> Fragmento del documento:
* * *
Para Pedro Henríquez Ureña, más que de una enfermedad biológica, su final lo marcó el drama nacional: […]. sobrevinieron trastornos políticos (al terminar el siglo XIX y comienzo del XX), tomó el país aspecto caótico, y Hostos murió de enfermedad brevísima, al parecer ligera. «Hostos murió de asfixia moral». Y en esa dirección hubo de recordarlo su compatriota José Ferrer Canales: “Si Bolívar es la conciencia política de América, Hostos es su conciencia moral”.
En realidad, era parte de nuestra piel y nuestra sangre. Su abuela paterna, doña María Altagracia Rodríguez y Velasco, había nacido en República Dominicana. Hostos permaneció entre nosotros casi la cuarta parte de su vida; de sus sesenta y cuatro años, estuvo aquí cerca de catorce. De sus seis hijos, cuatro nacieron en nuestro país. Los otros dos, en Chile. A uno de ellos lo nombró con el apellido del Padre de la Patria dominicana: Filipo Luis Duarte.
* * *
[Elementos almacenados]
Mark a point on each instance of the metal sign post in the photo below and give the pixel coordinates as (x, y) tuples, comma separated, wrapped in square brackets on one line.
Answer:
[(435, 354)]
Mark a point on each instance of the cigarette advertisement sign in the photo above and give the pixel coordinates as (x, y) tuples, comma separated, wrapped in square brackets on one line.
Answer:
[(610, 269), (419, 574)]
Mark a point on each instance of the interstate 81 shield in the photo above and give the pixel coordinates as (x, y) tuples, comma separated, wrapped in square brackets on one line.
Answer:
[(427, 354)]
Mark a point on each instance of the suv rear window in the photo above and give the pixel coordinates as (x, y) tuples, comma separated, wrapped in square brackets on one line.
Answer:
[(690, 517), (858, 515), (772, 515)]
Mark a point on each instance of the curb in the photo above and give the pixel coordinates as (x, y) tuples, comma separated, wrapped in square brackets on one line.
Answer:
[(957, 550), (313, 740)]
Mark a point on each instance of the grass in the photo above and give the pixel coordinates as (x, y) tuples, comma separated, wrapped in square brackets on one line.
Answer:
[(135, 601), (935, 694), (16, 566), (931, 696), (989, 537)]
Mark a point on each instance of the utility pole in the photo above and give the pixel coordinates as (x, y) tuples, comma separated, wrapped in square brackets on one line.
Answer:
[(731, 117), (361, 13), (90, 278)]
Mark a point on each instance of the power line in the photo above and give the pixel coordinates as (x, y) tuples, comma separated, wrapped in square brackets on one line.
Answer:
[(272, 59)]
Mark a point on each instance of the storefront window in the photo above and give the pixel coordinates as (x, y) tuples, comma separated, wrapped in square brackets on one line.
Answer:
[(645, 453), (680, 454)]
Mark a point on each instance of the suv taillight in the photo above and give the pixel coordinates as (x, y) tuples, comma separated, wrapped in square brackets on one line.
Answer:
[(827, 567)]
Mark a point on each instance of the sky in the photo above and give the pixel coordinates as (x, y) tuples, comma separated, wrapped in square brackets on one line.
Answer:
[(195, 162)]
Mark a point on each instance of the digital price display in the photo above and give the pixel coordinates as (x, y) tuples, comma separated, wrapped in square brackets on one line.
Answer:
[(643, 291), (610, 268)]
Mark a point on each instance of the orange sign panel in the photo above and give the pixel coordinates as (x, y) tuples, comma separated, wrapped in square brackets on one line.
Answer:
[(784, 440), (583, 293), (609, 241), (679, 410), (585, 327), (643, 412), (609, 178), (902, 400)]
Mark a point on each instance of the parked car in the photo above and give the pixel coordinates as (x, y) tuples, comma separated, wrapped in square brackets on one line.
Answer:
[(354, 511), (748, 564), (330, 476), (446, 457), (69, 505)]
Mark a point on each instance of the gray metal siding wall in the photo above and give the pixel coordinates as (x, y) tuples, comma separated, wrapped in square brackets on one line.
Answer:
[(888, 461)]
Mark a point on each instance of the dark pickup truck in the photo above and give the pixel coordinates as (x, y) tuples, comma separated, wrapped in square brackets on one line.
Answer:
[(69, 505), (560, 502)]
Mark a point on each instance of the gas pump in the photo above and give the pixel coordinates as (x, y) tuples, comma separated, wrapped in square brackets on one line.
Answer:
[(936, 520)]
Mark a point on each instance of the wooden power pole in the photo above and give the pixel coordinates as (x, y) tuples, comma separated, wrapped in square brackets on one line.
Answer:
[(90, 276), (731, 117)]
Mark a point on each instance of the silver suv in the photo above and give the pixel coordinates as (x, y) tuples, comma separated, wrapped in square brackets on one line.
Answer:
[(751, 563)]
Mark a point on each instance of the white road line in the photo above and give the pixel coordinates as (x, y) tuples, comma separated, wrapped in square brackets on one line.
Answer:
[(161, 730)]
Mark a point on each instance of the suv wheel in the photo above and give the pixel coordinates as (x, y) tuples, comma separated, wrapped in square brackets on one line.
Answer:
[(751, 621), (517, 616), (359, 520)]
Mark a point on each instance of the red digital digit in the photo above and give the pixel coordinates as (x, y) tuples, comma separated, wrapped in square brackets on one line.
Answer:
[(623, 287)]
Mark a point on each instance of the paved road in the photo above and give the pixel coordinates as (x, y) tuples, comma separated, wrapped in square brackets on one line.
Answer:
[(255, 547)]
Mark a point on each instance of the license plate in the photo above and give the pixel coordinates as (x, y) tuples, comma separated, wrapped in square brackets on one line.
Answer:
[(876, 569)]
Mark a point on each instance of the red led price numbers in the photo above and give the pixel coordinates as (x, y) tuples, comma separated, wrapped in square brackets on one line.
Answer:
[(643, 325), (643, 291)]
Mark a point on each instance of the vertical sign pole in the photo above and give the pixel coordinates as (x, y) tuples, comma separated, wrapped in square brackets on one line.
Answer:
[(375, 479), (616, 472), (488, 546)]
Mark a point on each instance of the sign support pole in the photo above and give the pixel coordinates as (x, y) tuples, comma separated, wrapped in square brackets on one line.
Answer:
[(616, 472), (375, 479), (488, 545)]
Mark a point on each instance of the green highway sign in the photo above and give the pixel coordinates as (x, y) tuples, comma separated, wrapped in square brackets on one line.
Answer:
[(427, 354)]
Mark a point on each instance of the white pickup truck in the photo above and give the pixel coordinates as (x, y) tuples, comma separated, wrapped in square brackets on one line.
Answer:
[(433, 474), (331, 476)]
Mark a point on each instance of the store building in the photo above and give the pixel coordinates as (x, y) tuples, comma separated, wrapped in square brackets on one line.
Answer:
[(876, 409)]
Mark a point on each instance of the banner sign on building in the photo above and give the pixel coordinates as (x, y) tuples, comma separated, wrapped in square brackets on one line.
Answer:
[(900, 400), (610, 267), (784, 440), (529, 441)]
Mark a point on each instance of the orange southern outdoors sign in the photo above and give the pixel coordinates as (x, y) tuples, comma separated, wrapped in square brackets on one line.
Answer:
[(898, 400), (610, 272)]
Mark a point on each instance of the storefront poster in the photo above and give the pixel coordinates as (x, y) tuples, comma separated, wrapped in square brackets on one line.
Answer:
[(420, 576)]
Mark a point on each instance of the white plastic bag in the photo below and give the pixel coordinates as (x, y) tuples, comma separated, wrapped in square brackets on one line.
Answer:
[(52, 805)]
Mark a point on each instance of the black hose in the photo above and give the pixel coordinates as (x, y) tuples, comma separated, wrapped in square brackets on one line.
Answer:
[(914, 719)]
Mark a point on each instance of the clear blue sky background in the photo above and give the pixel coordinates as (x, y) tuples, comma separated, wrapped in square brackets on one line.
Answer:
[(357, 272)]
* * *
Sigue escribiendo el texto sobre Hostos a partir de su última oración.

> Resultado del ejercicio:
Así escribió Hostos sobre el fundador de la República: «A nosotros baste el apellido, con él basta, porque ese es el nombre que ilustró el primer patriota quisqueyano, y ese es el que con la historia de su triste patria lo conoce. Duarte, enviado a España por sus padres, se educó y adquirió allí la tenacidad de propósitos de que dio ejemplo hasta el momento de su muerte. Viendo esclava de esclavos emancipados a Quisqueya, antes de volver a su seno había resuelto, y al volver llevó a cabo, la independencia del vergonzoso yugo.
En la fragua de su magisterio brotaron las semillas del ideal transformador y liberal de nuestra nación. Anduvo por casi toda la geografía de la República. Se dejó embriagar por el verdor de los campos y la magia de los arcoíris de nuestros cielos. Se constituyó, por derecho propio, en uno de los fundadores de la nacionalidad dominicana.
Ya avanzado el otoño de sus días, el 11 de enero de 1998, Juan Bosch escribió, de puño y letra, su último testimonio de amor y veneración sobre el maestro, en el libro de visitantes distinguidos de este Panteón de la Patria: «Eugenio María de Hostos no ha muerto ni morirá mientras los pueblos del Caribe mantengan su imagen de creador de la enseñanza que lo convirtió en padre de todos los hijos de nuestras tierras».